• _What you have to do_
All of the records shown below need to be copied with no differences.

-.-.-

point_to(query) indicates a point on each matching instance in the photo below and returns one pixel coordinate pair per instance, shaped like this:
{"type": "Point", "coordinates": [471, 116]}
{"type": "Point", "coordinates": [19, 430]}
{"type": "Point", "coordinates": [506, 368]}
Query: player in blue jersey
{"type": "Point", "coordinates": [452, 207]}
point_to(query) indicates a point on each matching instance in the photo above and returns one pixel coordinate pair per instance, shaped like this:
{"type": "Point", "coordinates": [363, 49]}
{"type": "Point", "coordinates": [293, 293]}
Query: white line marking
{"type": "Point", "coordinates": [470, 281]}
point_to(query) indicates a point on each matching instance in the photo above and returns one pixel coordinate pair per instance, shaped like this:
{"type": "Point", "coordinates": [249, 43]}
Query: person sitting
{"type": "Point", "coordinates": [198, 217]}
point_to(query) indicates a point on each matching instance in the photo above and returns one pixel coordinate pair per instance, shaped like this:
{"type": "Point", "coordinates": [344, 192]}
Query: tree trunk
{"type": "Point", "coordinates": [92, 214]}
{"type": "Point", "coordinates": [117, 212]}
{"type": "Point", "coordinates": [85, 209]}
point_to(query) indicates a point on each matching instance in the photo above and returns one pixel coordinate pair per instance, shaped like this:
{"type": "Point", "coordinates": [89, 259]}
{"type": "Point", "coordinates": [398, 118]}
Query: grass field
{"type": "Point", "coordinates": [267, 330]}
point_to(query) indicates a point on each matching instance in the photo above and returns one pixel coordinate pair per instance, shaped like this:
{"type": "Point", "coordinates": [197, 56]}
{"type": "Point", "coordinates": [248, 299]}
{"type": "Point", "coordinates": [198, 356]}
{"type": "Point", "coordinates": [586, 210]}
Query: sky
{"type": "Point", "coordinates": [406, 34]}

-.-.-

• _Result of this task_
point_to(query) indicates a point on each matching instance in the photo below and returns one pixel coordinate pair per instance, shaped like this:
{"type": "Point", "coordinates": [471, 116]}
{"type": "Point", "coordinates": [19, 430]}
{"type": "Point", "coordinates": [506, 368]}
Query: player in blue jersey
{"type": "Point", "coordinates": [452, 207]}
point_to(query) indicates a point on each matching instance in the photo above and returns one pixel coordinate pair per instance, shaped like this:
{"type": "Point", "coordinates": [363, 49]}
{"type": "Point", "coordinates": [293, 293]}
Query: white line marking
{"type": "Point", "coordinates": [470, 281]}
point_to(query) indicates a point on each matching instance in the photo above and returns one pixel coordinate pair per instance, shaped like this:
{"type": "Point", "coordinates": [249, 43]}
Query: person sitting
{"type": "Point", "coordinates": [198, 217]}
point_to(query) indicates a point on each matching instance in the photo above and returns one pixel coordinate pair per instance, shaped like this:
{"type": "Point", "coordinates": [344, 192]}
Query: tree trunk
{"type": "Point", "coordinates": [92, 214]}
{"type": "Point", "coordinates": [117, 212]}
{"type": "Point", "coordinates": [85, 209]}
point_to(query) indicates a point on each matching instance in the photo above and returns one pixel coordinate pair per instance, shaped like this:
{"type": "Point", "coordinates": [89, 259]}
{"type": "Point", "coordinates": [398, 118]}
Query: grass field
{"type": "Point", "coordinates": [267, 330]}
point_to(query) indicates a point on each matching instance in the photo above and returns one pixel coordinate pair per instance, shaped like this:
{"type": "Point", "coordinates": [197, 56]}
{"type": "Point", "coordinates": [248, 299]}
{"type": "Point", "coordinates": [198, 356]}
{"type": "Point", "coordinates": [586, 210]}
Query: sky
{"type": "Point", "coordinates": [406, 34]}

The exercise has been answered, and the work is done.